• [DATASET RECORDS]
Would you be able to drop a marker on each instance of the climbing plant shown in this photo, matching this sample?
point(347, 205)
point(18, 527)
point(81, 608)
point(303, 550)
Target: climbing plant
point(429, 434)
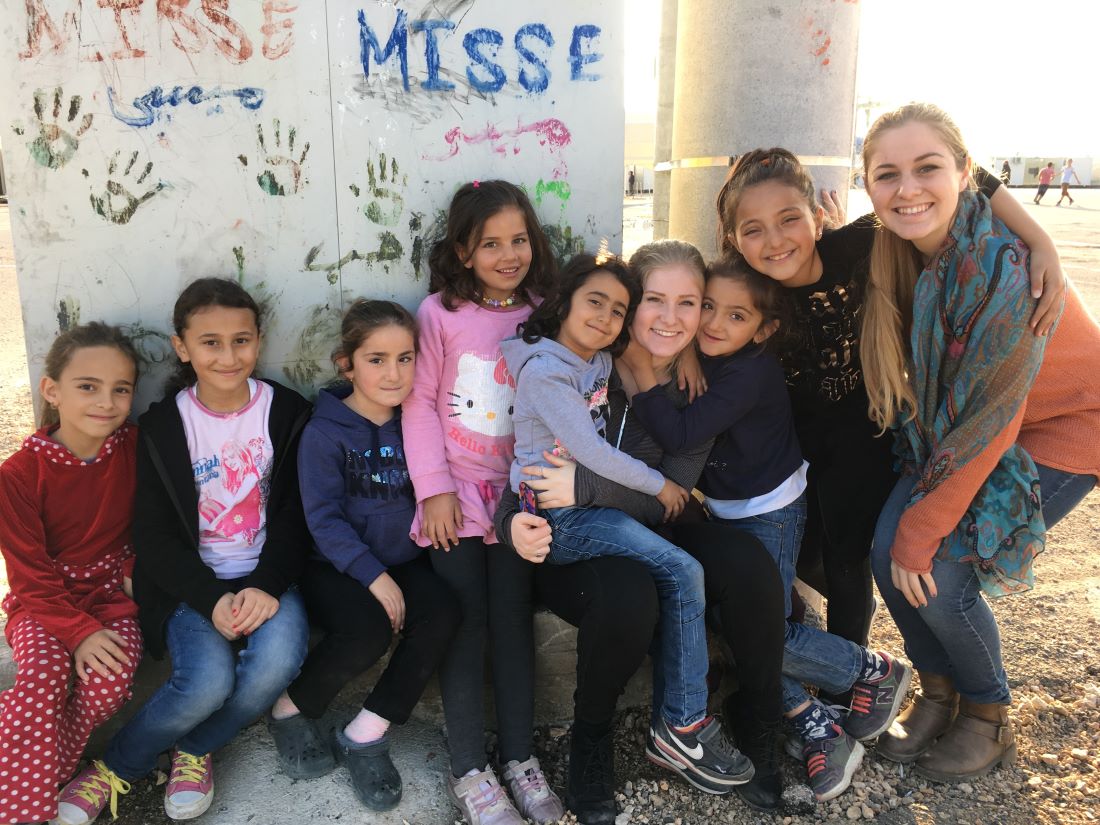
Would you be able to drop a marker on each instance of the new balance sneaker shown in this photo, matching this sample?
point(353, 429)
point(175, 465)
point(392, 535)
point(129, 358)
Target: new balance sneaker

• [INSTRUCTIONS FOR THE TASK] Copy all of the records above line for line, leaving out the pictures.

• [FINISHED ANSWER]
Would you be able to drop a marker on each instance of the climbing plant shown in this photo, matching this sample?
point(347, 205)
point(18, 527)
point(81, 608)
point(303, 550)
Target: climbing plant
point(429, 434)
Would you be able to drop a marker on each instance of the new balance sneaker shown in this photo, matching this sample?
point(353, 429)
point(175, 465)
point(392, 535)
point(129, 358)
Target: new balance sneaker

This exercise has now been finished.